**REQUIRED ACTION:** Note each line in the data below that holds "masked", and copy it.
-- INFORMATION GIVEN follows --
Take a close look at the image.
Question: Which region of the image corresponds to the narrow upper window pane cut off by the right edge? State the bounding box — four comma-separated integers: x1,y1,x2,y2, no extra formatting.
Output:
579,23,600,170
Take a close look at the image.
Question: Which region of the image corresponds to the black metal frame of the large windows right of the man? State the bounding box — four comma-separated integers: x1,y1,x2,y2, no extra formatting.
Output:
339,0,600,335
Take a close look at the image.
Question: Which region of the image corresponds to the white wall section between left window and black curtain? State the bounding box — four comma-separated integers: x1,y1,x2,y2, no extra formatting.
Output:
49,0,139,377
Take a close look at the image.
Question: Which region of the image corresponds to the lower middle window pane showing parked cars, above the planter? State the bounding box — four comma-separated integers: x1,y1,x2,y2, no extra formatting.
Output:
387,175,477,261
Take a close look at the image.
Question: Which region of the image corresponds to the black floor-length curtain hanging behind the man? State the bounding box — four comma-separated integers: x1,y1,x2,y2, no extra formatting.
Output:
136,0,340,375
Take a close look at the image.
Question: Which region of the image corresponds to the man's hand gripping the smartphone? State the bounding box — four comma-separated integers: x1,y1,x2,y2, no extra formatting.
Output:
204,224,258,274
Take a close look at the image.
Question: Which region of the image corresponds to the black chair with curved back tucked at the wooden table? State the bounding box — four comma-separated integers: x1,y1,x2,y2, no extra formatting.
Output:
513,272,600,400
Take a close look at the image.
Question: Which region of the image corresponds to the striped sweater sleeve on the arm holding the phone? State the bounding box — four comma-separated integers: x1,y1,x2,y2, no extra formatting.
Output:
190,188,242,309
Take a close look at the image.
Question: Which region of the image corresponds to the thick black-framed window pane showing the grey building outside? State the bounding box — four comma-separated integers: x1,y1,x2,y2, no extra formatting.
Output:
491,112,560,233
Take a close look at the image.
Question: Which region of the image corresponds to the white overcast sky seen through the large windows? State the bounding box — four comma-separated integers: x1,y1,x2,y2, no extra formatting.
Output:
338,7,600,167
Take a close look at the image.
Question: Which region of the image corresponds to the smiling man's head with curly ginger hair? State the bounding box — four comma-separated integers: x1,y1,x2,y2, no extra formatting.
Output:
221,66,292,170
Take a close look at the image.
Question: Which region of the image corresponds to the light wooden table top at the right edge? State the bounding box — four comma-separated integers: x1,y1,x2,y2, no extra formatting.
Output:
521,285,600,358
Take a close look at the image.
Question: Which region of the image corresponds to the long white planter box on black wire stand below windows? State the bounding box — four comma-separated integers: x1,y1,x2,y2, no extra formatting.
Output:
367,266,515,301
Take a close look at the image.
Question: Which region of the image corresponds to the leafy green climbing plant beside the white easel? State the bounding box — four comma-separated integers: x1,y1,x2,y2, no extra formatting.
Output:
-- INFORMATION GIVEN concluded --
-- INFORMATION GIVEN follows --
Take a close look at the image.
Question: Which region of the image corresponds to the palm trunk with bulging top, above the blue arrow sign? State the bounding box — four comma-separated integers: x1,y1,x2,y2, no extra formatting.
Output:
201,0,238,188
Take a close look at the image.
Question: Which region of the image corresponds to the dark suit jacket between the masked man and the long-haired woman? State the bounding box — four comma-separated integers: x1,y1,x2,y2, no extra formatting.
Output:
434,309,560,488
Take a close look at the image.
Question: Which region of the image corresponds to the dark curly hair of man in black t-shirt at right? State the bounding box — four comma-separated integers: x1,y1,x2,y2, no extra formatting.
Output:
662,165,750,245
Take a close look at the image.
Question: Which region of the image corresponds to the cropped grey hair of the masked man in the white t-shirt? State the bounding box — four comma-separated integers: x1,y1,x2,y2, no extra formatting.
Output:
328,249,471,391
-- INFORMATION GIVEN concluded --
-- INFORMATION GIVEN follows --
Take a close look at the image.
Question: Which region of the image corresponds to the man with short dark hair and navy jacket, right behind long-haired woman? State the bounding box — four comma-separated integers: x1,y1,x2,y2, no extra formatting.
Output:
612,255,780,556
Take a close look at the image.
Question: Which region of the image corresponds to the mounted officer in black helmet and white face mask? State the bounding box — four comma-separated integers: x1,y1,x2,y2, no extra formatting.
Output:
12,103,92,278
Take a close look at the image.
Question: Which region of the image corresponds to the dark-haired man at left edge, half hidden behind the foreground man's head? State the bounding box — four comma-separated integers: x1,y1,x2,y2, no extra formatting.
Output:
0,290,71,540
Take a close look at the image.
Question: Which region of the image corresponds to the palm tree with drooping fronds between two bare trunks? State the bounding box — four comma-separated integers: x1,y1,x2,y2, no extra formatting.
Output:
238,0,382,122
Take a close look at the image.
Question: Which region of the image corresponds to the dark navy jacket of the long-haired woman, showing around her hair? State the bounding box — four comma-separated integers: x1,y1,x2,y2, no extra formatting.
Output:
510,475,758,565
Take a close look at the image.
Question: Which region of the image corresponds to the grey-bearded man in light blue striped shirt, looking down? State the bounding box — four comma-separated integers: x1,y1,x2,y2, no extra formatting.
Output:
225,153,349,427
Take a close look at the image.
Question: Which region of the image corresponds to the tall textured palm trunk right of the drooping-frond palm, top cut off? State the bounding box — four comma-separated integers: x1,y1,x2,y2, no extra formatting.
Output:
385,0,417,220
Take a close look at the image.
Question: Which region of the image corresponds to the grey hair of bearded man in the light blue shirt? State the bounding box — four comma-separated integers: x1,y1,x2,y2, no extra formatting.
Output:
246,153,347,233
-- INFORMATION GIVEN concluded --
**SOLUTION TO THE EXERCISE:**
Question: Which region of the image corresponds to the dark suit jacket between the masked man and the long-haired woman? State the bounding box — four comma-separated integers: x1,y1,x2,y2, no extra formatting.
Question: Which region of the image corresponds to the cropped grey hair of the masked man in the white t-shirt? State the bounding box — four comma-separated integers: x1,y1,x2,y2, no extra formatting.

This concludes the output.